:: DATA FOR ANALYSIS ::

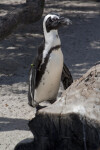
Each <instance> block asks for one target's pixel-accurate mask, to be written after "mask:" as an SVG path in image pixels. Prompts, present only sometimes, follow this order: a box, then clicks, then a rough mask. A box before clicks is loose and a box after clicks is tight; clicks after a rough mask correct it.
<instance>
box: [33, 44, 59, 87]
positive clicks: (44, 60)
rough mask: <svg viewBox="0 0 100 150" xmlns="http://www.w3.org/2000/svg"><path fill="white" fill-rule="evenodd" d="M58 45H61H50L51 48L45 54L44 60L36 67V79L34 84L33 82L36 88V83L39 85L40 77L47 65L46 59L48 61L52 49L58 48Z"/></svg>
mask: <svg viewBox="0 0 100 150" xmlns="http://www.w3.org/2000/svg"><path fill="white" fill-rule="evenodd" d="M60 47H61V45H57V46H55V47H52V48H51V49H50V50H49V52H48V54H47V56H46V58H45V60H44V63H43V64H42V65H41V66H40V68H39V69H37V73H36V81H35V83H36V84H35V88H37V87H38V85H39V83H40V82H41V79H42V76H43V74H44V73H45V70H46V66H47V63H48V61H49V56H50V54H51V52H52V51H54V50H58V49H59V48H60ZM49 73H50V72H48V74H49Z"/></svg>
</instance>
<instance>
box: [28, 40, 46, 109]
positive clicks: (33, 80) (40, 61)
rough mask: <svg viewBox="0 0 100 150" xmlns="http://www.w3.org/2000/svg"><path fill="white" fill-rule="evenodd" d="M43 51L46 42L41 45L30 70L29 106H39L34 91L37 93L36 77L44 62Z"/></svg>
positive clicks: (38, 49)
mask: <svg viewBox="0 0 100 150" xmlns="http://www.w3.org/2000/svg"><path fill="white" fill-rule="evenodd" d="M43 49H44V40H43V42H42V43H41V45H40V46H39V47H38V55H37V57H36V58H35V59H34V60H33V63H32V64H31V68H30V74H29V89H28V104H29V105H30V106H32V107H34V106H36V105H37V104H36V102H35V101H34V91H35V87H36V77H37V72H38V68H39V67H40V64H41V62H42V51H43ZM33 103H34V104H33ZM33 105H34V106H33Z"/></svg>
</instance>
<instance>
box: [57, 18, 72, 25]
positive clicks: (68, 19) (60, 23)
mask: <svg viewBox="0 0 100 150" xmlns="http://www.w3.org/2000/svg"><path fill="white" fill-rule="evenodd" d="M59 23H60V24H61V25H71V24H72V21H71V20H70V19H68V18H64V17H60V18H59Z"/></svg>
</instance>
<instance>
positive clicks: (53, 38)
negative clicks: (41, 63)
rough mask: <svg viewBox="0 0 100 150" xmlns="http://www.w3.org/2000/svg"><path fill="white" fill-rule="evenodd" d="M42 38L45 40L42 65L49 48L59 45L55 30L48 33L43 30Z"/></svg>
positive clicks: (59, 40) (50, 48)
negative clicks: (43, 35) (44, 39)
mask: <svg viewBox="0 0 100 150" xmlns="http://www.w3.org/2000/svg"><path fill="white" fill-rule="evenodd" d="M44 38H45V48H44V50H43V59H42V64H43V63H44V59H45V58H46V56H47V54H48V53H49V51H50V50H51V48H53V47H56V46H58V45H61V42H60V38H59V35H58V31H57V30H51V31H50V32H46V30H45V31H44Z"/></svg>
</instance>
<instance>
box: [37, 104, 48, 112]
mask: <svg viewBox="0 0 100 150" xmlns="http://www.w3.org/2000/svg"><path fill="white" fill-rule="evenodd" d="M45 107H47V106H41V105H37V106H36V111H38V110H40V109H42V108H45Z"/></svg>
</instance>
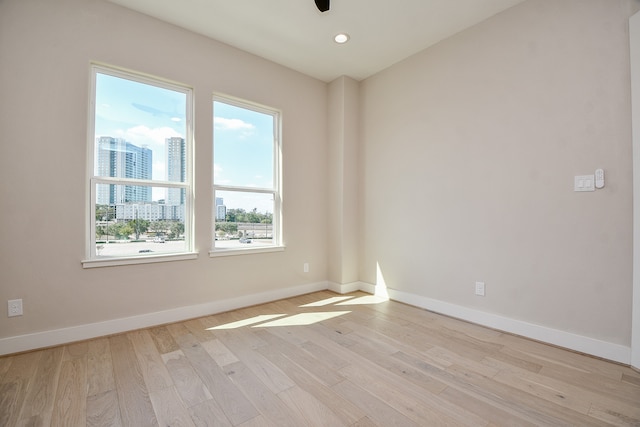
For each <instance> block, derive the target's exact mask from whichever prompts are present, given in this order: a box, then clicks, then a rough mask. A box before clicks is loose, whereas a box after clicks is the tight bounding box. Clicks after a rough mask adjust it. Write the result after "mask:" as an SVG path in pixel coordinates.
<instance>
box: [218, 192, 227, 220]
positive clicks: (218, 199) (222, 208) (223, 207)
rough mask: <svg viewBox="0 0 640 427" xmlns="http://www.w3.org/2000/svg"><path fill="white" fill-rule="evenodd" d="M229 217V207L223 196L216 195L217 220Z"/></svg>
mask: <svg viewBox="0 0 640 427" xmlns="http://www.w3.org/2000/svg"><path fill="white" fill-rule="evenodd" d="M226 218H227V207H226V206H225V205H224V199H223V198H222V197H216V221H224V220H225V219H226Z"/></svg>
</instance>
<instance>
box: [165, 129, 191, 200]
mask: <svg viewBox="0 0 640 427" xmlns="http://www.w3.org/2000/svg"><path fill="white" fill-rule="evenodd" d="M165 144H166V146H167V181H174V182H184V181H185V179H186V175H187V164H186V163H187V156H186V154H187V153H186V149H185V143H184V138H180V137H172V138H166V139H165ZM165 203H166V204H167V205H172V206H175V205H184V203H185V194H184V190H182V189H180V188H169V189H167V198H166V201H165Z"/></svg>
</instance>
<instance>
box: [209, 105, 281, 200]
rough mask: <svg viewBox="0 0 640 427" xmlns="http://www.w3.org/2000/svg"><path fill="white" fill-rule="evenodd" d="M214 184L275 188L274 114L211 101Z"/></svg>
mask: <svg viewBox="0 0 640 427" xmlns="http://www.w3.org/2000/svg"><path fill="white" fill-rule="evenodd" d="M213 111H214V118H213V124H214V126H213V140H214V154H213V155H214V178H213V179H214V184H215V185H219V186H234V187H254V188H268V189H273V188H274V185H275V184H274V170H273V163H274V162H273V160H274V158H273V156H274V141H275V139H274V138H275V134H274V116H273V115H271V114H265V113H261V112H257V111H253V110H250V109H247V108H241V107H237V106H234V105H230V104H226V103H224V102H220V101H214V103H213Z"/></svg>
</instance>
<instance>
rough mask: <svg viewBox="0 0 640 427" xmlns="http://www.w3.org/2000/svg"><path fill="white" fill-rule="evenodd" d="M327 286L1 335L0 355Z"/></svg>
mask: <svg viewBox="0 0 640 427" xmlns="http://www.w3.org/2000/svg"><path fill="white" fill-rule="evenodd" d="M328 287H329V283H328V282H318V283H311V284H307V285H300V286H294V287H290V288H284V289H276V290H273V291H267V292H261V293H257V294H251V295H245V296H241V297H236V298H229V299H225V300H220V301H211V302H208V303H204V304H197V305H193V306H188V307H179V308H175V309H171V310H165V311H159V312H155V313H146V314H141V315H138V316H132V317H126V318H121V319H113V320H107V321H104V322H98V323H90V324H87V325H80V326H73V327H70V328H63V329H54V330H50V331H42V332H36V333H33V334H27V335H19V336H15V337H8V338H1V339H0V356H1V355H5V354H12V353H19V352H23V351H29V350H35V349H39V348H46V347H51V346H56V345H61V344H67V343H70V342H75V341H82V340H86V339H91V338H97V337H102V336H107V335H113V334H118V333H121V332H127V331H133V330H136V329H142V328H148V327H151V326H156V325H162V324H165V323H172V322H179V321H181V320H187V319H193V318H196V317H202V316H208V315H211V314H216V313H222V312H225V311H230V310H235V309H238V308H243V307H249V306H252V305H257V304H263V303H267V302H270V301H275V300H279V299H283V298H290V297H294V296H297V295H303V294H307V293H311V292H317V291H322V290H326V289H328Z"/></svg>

:::
:: DATA FOR ANALYSIS ::

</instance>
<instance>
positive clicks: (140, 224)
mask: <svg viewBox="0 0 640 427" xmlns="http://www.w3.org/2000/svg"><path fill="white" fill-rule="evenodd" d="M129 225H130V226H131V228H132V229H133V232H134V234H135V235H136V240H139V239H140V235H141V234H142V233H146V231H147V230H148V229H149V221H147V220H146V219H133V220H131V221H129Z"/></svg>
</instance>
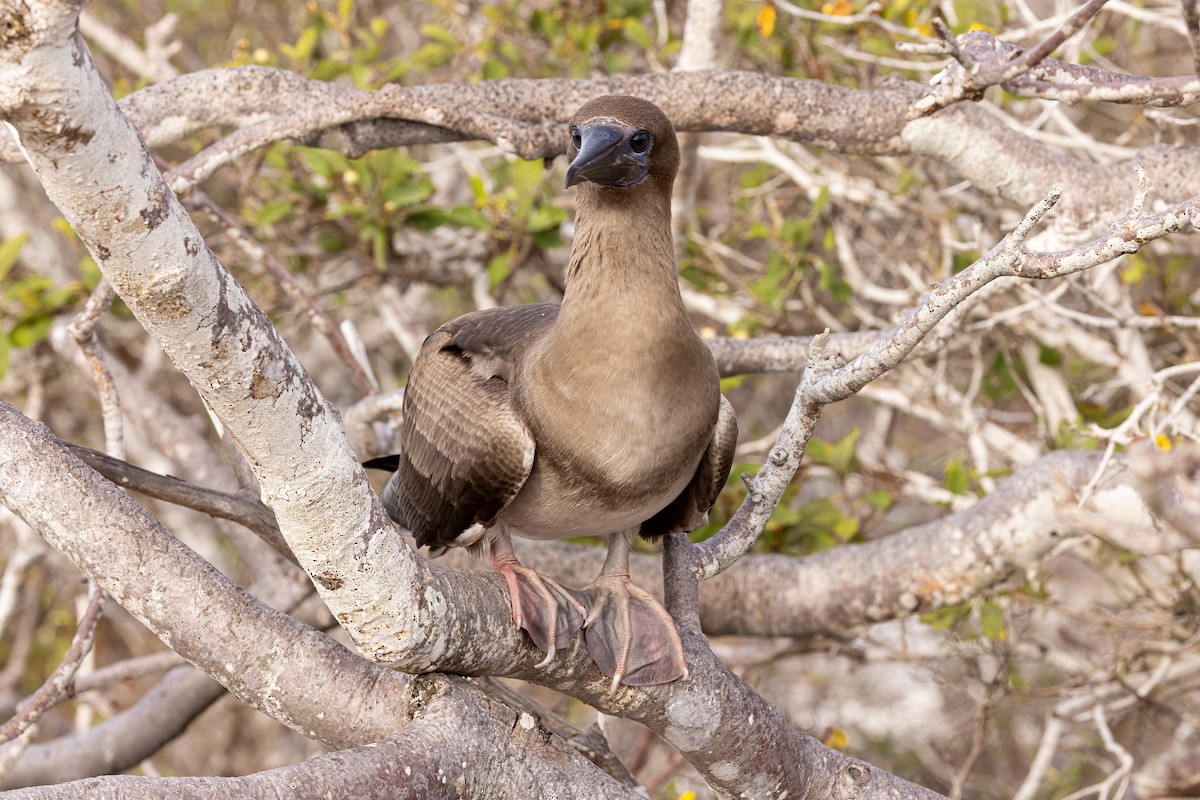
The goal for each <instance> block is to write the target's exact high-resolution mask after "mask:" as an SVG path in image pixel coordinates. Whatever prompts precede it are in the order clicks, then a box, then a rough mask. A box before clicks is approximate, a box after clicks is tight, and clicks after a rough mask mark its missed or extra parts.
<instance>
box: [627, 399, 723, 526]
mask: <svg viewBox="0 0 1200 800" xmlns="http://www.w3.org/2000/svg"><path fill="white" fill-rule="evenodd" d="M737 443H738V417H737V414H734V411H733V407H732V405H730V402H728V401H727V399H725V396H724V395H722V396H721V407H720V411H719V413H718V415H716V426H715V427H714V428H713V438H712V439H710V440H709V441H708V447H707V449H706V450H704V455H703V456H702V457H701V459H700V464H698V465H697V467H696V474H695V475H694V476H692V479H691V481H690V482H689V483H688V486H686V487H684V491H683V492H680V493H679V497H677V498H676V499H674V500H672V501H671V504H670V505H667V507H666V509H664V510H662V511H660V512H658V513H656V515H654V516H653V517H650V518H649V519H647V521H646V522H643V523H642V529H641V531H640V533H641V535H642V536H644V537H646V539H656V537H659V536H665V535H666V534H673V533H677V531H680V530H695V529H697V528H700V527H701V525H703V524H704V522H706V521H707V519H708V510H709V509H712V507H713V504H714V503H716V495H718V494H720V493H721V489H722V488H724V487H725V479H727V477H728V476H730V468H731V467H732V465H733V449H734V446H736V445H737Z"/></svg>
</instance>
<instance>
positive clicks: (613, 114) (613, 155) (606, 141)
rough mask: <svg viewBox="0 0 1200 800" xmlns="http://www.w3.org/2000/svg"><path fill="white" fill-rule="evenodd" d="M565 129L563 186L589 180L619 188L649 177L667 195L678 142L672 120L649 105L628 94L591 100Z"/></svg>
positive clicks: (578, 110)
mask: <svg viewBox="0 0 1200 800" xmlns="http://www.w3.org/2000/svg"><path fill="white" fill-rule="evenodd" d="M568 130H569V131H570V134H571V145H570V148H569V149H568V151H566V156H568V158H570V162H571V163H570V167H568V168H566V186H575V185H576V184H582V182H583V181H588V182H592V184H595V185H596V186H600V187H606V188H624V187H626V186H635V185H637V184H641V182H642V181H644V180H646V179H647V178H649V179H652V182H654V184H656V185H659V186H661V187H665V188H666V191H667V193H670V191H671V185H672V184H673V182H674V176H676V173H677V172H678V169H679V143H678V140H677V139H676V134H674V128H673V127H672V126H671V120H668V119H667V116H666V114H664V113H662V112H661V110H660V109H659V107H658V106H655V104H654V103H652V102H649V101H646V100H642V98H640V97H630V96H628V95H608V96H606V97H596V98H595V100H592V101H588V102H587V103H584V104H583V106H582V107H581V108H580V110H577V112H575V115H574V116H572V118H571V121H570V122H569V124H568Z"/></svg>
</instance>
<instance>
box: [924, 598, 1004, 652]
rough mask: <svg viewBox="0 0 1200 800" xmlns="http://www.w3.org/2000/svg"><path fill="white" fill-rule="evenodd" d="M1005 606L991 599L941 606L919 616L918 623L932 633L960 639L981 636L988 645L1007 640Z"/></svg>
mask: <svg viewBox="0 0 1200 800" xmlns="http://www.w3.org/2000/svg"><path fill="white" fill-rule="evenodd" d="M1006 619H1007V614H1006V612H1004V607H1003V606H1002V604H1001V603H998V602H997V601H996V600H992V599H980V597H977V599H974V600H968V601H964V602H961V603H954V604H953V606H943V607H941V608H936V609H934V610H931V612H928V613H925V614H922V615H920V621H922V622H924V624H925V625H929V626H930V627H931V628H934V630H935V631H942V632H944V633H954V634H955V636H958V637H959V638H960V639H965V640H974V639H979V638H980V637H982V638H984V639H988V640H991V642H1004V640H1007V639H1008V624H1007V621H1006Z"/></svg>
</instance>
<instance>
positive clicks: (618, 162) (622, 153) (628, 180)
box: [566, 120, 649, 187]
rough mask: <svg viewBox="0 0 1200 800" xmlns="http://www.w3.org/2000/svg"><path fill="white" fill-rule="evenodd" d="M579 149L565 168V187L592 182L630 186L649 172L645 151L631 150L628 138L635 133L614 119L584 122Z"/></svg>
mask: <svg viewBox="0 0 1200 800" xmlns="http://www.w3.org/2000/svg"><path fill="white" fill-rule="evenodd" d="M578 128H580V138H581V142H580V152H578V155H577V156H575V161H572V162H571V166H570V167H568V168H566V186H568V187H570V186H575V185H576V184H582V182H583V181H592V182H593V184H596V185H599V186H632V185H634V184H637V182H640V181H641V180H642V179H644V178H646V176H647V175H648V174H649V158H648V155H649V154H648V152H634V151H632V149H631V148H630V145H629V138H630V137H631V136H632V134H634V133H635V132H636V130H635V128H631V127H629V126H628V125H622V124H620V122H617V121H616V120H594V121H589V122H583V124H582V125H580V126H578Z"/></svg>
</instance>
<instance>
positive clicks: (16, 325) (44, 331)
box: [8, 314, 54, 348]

:::
:: DATA FOR ANALYSIS ::

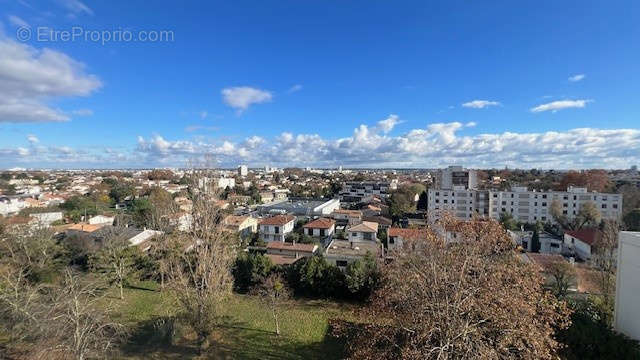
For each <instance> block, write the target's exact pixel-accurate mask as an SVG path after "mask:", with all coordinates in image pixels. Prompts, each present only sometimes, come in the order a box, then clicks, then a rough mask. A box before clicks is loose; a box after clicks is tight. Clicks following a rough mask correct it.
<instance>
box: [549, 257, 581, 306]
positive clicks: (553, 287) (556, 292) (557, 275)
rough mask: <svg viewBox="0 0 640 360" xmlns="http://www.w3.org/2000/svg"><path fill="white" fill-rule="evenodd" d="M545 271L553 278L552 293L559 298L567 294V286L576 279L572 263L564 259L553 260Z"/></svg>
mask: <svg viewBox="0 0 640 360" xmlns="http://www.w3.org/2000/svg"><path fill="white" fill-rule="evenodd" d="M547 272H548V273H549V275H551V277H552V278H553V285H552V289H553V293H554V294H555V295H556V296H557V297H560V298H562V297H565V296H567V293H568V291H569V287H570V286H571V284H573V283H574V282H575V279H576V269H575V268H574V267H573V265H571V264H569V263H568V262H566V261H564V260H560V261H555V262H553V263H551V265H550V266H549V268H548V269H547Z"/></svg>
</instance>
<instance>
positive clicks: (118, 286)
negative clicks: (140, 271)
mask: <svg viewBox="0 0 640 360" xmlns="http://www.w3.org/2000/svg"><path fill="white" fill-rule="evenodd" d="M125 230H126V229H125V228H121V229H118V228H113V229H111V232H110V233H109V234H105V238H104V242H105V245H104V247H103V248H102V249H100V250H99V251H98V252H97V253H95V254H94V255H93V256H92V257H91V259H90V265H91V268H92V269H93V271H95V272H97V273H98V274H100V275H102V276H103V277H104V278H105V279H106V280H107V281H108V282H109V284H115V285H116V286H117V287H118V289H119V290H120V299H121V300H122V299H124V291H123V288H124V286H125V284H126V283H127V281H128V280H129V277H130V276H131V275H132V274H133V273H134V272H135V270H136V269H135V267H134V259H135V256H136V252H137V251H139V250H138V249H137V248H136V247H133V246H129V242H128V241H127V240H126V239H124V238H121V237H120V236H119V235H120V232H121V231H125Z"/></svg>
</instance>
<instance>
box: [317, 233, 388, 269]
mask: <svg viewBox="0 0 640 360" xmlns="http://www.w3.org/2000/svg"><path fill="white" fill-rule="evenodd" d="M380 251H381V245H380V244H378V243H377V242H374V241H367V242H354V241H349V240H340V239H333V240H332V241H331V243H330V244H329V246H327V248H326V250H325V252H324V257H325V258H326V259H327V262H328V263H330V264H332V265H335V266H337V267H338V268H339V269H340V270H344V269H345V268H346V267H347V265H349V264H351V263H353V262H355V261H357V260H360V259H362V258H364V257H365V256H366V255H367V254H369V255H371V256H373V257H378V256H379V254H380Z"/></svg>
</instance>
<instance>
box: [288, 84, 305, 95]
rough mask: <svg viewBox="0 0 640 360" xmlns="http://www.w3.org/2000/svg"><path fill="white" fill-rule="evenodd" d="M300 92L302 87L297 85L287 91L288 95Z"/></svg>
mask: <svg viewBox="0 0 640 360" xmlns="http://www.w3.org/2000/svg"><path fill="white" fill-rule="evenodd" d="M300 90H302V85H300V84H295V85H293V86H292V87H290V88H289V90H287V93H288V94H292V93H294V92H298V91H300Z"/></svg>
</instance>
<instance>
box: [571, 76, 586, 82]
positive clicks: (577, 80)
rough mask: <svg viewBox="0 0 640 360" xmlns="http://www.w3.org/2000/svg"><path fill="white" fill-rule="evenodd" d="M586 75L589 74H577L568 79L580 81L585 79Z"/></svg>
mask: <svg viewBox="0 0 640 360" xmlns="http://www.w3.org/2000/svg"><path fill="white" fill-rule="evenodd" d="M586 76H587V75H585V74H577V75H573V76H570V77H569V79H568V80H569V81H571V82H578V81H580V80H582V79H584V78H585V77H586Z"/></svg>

:::

→ INSTRUCTIONS TO FOLLOW: Collect every line from the entries above that contains the string "coordinates".

→ SOLUTION BELOW:
For each <instance> block, derive the target's exact mask from whichever prompts are present, given in this order: a box, then clicks, then a rough mask. A box before clicks is loose, whereas a box after clicks is the tight bounding box. Clicks after a rough mask adjust it. Write the result after "mask:" as an SVG path in pixel coordinates.
The goal for each <instance> block is to write the target's exact high-resolution mask after "mask:" as an SVG path in image pixel coordinates. Whatever prompts precede it are in the order clicks, then a box, then a rough mask. A box before clicks is approximate, a box after clicks is tight, and clicks after a rough mask mark its missed or extra parts.
For each <instance> block, write the target's exact pixel-accurate mask as an SVG path after "mask:", with all coordinates in image pixels. Prompts, each present only sometimes, come in the order a box, then clicks, then a rough mask. A box before clicks is loose; a box after clicks is tight. Clicks following a rough mask correct it.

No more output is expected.